(EXERCISE REQUIREMENTS) In the passage on custom software below, copy the section starting with "Amazon does have" and going on through "from a competitor.", renaming "Wardley Mapping" as "value-chain mapping".

Disney, and all the technology they invest in. One of my favorite YouTube channels is the Disney Research Hub where they post videos of all the… research… they’ve been doing. It’s pretty amazing? The most recent piece of research is titled A Versatile Inverse Kinematics Formulation for Retargeting Motions onto Robots with Kinematic Loops which if I squint a bit is also known as making awesome parks experiences.
Scripto, which came out of The Colbert Show, and which for me is one of the ur-examples of this genre where you get a combination of people who know they should have better tools than what they’re using and also know people who can make it, and then actually make it. Scripto, of course, is also being sold. I mean, there’s Google Docs, and then there’s a thing that is better than Google Docs for what you need to do.
Amazon does have engineering for Amazon Studios and know they have some custom production software they’ve built (hello to you people who know), but I don’t have that information to hand. It is, of course, very Amazon for them to have done this.
I felt like I was on the cusp of a nice, tingly insight here, but as I’ve been writing, I’ve realized that in some ways what I’m illustrating here is organizations doing something akin to Wardley Mapping and figuring out where they can apply software in a way that isn’t yet a commodity, and in that way can become a way to differentiate from a competitor.
Some more thoughts:
I suspect that most companies or organizations might not have a secret sauce part that would benefit stupendously from custom, tuned software. And the holy grail of custom-and-tuned is software that perfectly fits your particular niche and, I don’t know, is whatever magnitude of 10x gets you attention these days. But remember, this was the promise of configurable software in the first place: a versatile tool that you can make yours. So answer me this: why is it that I feel if I make the thing I need, rather than configuring, say, ServiceNow to be the thing I need, that making what I need is better? What sort of context and other inputs go into making that sort of determination? This has a lot of relevance in organizations like government, where a lot of thought goes into what bits should we own and take responsibility for — steward, say — and what bits make sense to be built on top of third parties?
But! Time was, organizations needed to do this because it turns out there was a time when computers did not exist and there was not widespread magic sand that had pictures etched onto it that made it look like there were giant rooms full of thinking metal. During that time, companies invented computers and programming languages and ways to bill for medical services, and it was a point of competition because if you had a computer thing, it meant you could do things better than your competitors. Nowadays, if you have a computer thing, it means… well, really, what does it mean? I mean, I guess you can operate in an interconnected late-capitalism world because people send emails and things (unless you’re a god of thunder who doesn’t have a computer, what would a god of thunder have a computer for?), or it means you can process millions of bits of paper, or substitute bits of paper for people marginally better than if you had to do them all by hand.
Anyway, there was a broadcaster who used to do stuff like this, but I’m not entirely sure how much they did on the production technologies end. It was the BBC, and as a Brit, I am required to thus link to BBC Research and Development [Kingswood Warren building, Wikipedia], one of the examples of which is the BBC Radiophonic Workshop which on the one hand was a sound effects unit, but also ended up pioneering electronic music.
But really, my mind is blown by this: there is a company out there who’s taken a look at how messy, say, production coordinating is, and said to itself: hey, you know what? We could try and make this better, and then is spending money doing that.
That Netflix one ended up being much longer than I anticipated, so I’ll think I’ll call it for this episode.
Thank you so much to everyone who has replied and said “hi”, it was very nice! How are you doing?

(DATA SHOWN)
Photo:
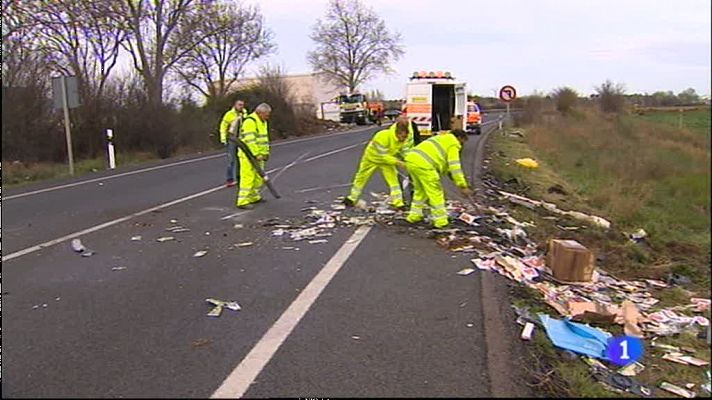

(WRITTEN RESPONSE)
Amazon does have engineering for Amazon Studios and know they have some custom production software they’ve built (hello to you people who know), but I don’t have that information to hand. It is, of course, very Amazon for them to have done this.
I felt like I was on the cusp of a nice, tingly insight here, but as I’ve been writing, I’ve realized that in some ways what I’m illustrating here is organizations doing something akin to value-chain mapping and figuring out where they can apply software in a way that isn’t yet a commodity, and in that way can become a way to differentiate from a competitor.